**Stated exercise:**
Reproduce every line of the items below word for word, changing nothing.

**Recorded data:**
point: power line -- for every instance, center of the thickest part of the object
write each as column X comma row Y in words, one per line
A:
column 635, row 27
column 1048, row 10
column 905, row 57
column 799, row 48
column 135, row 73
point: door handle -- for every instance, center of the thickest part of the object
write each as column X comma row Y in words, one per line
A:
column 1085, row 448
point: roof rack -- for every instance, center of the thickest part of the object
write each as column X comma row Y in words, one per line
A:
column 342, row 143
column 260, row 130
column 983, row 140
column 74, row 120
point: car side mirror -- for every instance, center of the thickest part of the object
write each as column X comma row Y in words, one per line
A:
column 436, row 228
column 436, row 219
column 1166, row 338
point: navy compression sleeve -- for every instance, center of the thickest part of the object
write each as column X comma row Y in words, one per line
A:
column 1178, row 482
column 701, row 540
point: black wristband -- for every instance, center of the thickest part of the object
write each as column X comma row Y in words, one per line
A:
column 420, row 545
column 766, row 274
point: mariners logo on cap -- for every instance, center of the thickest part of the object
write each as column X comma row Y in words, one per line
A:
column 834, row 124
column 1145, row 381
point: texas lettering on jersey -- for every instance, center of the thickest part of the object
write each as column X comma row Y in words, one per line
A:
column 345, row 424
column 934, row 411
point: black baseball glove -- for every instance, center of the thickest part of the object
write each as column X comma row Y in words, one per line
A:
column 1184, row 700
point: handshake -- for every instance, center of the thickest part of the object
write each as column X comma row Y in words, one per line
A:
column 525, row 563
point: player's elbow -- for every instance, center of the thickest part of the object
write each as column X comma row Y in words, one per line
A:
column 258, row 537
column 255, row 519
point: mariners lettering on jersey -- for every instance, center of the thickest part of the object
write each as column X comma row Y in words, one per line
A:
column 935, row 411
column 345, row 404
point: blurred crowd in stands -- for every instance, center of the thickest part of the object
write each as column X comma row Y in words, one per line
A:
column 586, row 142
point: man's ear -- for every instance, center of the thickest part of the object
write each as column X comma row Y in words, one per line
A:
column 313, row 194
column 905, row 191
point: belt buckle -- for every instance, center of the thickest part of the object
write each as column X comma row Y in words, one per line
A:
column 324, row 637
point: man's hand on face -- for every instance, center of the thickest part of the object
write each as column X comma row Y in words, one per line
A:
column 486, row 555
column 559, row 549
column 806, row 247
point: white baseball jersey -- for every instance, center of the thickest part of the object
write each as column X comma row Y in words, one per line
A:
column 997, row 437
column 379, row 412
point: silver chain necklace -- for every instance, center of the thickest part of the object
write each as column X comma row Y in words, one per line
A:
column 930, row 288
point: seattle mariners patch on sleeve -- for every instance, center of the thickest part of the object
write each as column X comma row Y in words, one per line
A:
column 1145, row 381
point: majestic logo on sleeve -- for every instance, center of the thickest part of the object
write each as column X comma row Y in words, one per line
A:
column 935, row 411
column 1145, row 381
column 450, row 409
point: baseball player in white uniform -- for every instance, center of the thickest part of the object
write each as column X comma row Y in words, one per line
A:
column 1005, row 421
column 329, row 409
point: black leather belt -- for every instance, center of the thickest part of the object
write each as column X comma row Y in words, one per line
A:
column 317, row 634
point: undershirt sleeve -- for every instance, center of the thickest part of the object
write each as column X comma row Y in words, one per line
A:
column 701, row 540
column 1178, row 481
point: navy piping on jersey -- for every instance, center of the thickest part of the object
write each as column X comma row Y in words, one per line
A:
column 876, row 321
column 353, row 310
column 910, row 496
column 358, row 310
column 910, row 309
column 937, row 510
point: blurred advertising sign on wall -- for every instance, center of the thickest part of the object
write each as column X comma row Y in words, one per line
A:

**Result of this exercise:**
point: power line -- for every instance, center of the thickest part of the object
write each as column X comma row Y in words, one per line
A:
column 635, row 27
column 1048, row 10
column 905, row 57
column 799, row 48
column 135, row 73
point: door handle -- for every instance, center of the thickest part of the object
write each as column X comma row Y in words, one per line
A:
column 1085, row 448
point: roof rack -- for every instance, center of the thickest part of the object
write each as column X comma row Y in words, one per line
A:
column 342, row 143
column 260, row 130
column 983, row 140
column 74, row 120
point: car side mirror -- for every instance, center of the thickest part of the object
write each as column X comma row Y in words, one per line
A:
column 436, row 228
column 436, row 219
column 1166, row 338
point: navy compression sleeve -- for every instance, center of the thickest part of the object
write each as column X comma row Y in words, one per line
A:
column 1178, row 482
column 701, row 540
point: black wristband -- for every instance, center of the thickest part of the object
write each as column X comma row Y in words, one per line
A:
column 420, row 545
column 766, row 274
point: mariners logo on cap -- for every instance, center of the thickest part of the object
write each as column X comma row Y in words, one per line
A:
column 834, row 124
column 1145, row 381
point: texas lettering on jersey -- for every instance, center of the thickest part of the object
write each as column X comma row Y in words, one per line
A:
column 345, row 424
column 934, row 411
point: black baseball glove -- for every instance, center of the thickest part of the object
write each as column X comma row Y in words, one per line
A:
column 1184, row 700
point: handshake -- for every instance, center of the thickest part of the object
write each as column X comma row Y in words, one per line
A:
column 525, row 563
point: player's elbow -- for every instance, center of the thickest part of the object
write each as column X comma row Y in words, one per line
A:
column 258, row 537
column 255, row 519
point: mariners lettering on jersey -- for every instance, center of the thickest part of the object
write each as column X comma row Y in words, one per line
A:
column 935, row 411
column 345, row 404
point: blurred crowd in stands -- for every instance, center of the thickest part of the object
write each as column X comma row Y in words, one per line
A:
column 586, row 142
point: man's ear -- for every instance, center of the thickest part of the object
write each as column X comma row Y in words, one per line
A:
column 313, row 194
column 905, row 191
point: belt buckle -- for every instance, center of the thickest part of the object
write each as column X comma row Y in words, one per line
A:
column 324, row 637
point: man's hand on face -- for every instance, center of the thickest part of the object
write each as column X comma row Y in words, one per line
A:
column 486, row 555
column 559, row 549
column 806, row 247
point: white baseball jersey -- for every instance, center of the thickest part of the object
write each as column X comma row Y in words, one per line
A:
column 997, row 437
column 379, row 412
point: silver chain necklace -- for every instance, center of the thickest part of the object
write each as column X comma row Y in words, one per line
A:
column 930, row 288
point: seattle mariners patch on sleeve -- for every instance, center of the thickest part of the object
write each as column X comma row Y in words, one per line
A:
column 1145, row 381
point: majestic logo on sleeve -- for every instance, center of the thickest part of the object
write each as column X comma row Y in words, one per line
A:
column 935, row 411
column 1145, row 381
column 450, row 409
point: baseball player in white uniform -- for every instance, center of the thickest part of the object
write each as column X comma row Y in words, one per line
A:
column 1005, row 421
column 329, row 409
point: black leather belt -- for every instance, center of the thickest part of the object
write each as column X comma row Y in words, one per line
A:
column 317, row 634
point: undershirt sleeve -- for every instance, center of the thickest part of the object
write each as column X comma row Y in words, one per line
A:
column 701, row 540
column 1178, row 481
point: navy piping on jersey -- for every instance, center of the thickest part of the object
write each as column X comma row Y in words, one per line
A:
column 876, row 321
column 353, row 310
column 910, row 496
column 358, row 310
column 910, row 309
column 937, row 510
point: blurred advertising sign on wall -- for every instance, center of the thickest part of the object
write each as column X comma row Y in words, one per line
A:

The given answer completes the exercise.